### Alıştırmanın Tanımı:
Disiplin soruşturmalarında idarenin takdir yetkisini ele alan metni son cümlesinin ardından sürdürünüz.

### Okunacak Bölüm:
= = = =

Abdullah DAMAR
Disiplin Soruşturmalarında İdarenin Takdir Yetkisi
Disiplin, örgütlenmiş bir toplulukta veya bir kurumda, gerek hizmetlerin iyi bir şekilde görülmesi, gerekse fertlerin davranışlarını kontrol etmesi bakımından, kanunların ve nizamların ve teessüs etmiş kaidelerin hâkim kılınmasıdır.
Kamu hizmetlerini yürütmekle yetkili ve yükümlü olan idareye kamu kudretinden kaynaklanan bir takım üstünlük ve ayrıcalıklar tanınmıştır. Bu üstünlük ve ayrıcalıklarla donanmış ve kamu hizmetini yürütmek için bir takım kararlar almak ve işlemler yapmak durumunda olan idare, özel hukuk ilişki ve işlemleri dışında, kamu tüzel kişiliğine sahip olma ve mevzuat tarafından açıkça yetkilendirilmesine bağlı olarak, kamu kudretinden yararlanarak bir takım idari işlemler yapmaktadır.
İdari işlemlerin, yasal olarak yetkilendirilmiş kişilerce, yasal esaslar dâhilinde yapılabilme yeteneği olarak tanımlanabilecek yetki, kamu düzenine ilişkin olup, kişilere değil, işgal edilmiş pozisyonlara tanınmış bir haktır.
İdareye tanınan yetkiler bağlı yetki ve takdir yetkisi olmak üzere iki grupta toplanır.
İdarenin belli bir şey yapması ya da belli bir davranışta bulunması kesin bir biçimde emredilmiş ise, bu durumda “bağlı yetki”den söz edilir. İdareye belli bir davranışta bulunurken ya da belli bir görevi yerine getirirken az ya da çok bir hareket serbestisi tanınmış ise “takdir yetkisi”nden söz edilir. Takdir yetkisinde, idarenin elinde birden çok çözüm yolu vardır. Yani, bu durumda idarenin takdir yetkisine sahip olduğundan bahsedebilmek için; ortaya çıkan bir olay karşısında idarenin nasıl bir yol izleyeceğinin mevzuatta ayrıntılı olarak gösterilmemiş olması, sorunun çözümünde kanunen birden fazla yolun bulunması ve işlemi yapabilecek idarenin bu çözümlerden dilediğini seçme hakkına sahip olması gerekir.

= = = =

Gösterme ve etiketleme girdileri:
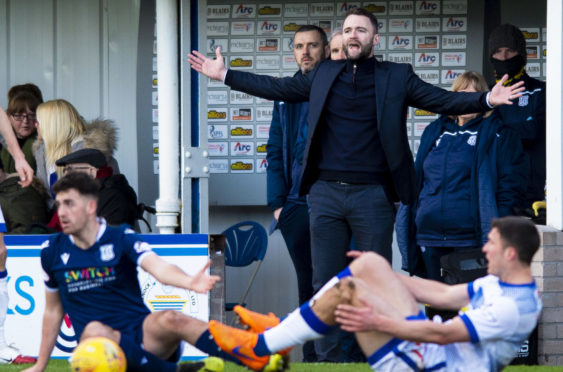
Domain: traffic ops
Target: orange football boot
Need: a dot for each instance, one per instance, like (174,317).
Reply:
(256,322)
(240,344)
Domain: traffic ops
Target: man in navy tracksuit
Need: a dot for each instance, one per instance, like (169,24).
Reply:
(507,52)
(286,143)
(466,176)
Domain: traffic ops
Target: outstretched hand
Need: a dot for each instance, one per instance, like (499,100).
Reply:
(501,95)
(24,171)
(202,282)
(212,68)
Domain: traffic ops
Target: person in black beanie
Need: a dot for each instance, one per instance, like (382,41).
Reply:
(507,53)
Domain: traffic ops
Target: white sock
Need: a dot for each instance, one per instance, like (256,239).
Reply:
(295,329)
(301,325)
(3,309)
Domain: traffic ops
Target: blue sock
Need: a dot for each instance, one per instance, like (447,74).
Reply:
(207,344)
(141,360)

= = = =

### Yanıt:
İdarenin kamu hizmetlerini nasıl yerine getireceğini, alacağı kararların içeriğini yasalarla önceden saptama olanağı yoktur. İdareye belli konularda takdir yetkisi tanımak, görevlerinin niteliği yönünden zorunludur. Yasa koyucu, idarenin görev ve yetkilerini belirlerken idareyi, bazı yetkileri kullanıp kullanmamada, bu yetkilerin kullanılmasının gereklerini saptamada az ya da çok serbest bırakabilir. Bu gibi durumlarda takdir yetkisinden söz edilir. İdare kendisine tanınan bu yetkiyi, yasaların gösterdiği sınırlar içinde ve kamu yararı için kullanmak zorundadır.
657 Sayılı Devlet Memurları Kanununda, idareye, disiplin cezalarının verilmesi ve uygulanması konusunda dört tür takdir yetkisi tanınmıştır.
İdareye tanınan ilk takdir yetkisi; 657 sayılı DMK, idareye suçun tanımlanması konusunda tanıdığı takdir yetkisidir. Bu yetki, 125. maddede, yasadaki tanımlar arasında yer almayan “benzer” fiil ve durumların da disiplin suçu kapsamına alınmasına olanak sağlamıştır. Bu hüküm, idarenin yeni bir hukuk kuralı yaratması anlamına gelmeyip, yasa koyucunun gerçek iradesine uygun olarak, disiplin suçu oluşturacak nitelikte olduğu halde kanunda tam olarak ifade edilemeyen ancak kanunda ifade edilenlerle benzer nitelik ve ağırlıkta olan fi illerin de cezalandırılmasını amaçlamakta olup Danıştay’ın düşüncesi de bu yoldadır. Bu durumda idareye, disiplin suçunun tanımlanması konusunda, kısmi bir takdir yetkisi verilmiş, olmaktadır.
İkinci takdir yetkisi; soruşturma yapılıp yapılmaması konusunda idareye tanınan takdir yetkisidir. Bu konuda, Danıştay bazı kararlarında soruşturma yapılmadan ceza verilmesinin hukuka aykırı olduğu yönünde karar vermesine rağmen bazı kararlarında da, savunma alınmış olmasının soruşturmanın yapılmış olduğu anlamına geleceği ve verilen cezanın hukuka uygun olduğu yönünde kararlar vermiştir. Soruşturma yapılıp yapılmayacağına ya da savunma alındıktan sonra ne derece ileriye gidileceği konusunda disiplin amirine takdir yetkisi tanımak, yargı yolu açık olduğu sürece, en doğru çözüm yolu olarak görülmektedir.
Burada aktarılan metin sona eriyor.